Collection entries =>
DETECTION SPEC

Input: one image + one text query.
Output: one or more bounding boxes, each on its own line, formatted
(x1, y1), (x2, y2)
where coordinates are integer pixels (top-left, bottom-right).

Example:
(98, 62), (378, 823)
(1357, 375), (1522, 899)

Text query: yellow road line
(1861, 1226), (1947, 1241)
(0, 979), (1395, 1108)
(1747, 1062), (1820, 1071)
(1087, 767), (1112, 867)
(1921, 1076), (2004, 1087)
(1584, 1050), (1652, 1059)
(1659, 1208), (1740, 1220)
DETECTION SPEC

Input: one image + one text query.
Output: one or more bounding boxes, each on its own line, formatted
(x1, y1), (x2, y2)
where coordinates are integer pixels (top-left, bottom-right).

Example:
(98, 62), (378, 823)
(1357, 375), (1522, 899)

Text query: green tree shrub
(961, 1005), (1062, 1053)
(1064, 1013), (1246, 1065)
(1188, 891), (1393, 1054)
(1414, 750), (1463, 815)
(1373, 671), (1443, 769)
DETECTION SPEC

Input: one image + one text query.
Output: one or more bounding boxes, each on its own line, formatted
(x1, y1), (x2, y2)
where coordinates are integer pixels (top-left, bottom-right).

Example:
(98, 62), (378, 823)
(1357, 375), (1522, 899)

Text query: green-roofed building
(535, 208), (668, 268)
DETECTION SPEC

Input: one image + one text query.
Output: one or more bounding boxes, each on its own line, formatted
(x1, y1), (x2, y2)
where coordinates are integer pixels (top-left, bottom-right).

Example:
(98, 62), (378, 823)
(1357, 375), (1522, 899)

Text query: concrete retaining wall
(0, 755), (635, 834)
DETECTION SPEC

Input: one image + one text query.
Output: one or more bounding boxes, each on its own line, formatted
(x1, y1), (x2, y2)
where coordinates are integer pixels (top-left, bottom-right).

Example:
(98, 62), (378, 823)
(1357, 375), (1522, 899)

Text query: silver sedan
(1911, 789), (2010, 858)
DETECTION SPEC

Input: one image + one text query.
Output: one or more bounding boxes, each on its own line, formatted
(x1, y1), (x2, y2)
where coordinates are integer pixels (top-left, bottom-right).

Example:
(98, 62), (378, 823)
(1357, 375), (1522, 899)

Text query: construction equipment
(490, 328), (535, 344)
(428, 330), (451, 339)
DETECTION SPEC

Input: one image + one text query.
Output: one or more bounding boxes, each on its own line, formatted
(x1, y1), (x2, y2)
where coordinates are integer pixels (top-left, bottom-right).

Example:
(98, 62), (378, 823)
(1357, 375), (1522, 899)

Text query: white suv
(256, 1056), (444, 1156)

EXERCISE DESCRIPTION => Set down exactly the line that holds "Text query: construction equipment" and all lines after it to the end of the data.

ANSWER SPACE =>
Text query: construction equipment
(490, 328), (535, 344)
(428, 330), (451, 339)
DETECTION SPEC

Input: one image + one text query.
Output: one or more bounding boxes, each on its own line, formatted
(x1, y1), (x2, y2)
where coordinates are integer pixels (top-left, bottom-right).

Example:
(98, 62), (378, 823)
(1357, 375), (1522, 899)

Text query: white suv
(256, 1056), (444, 1156)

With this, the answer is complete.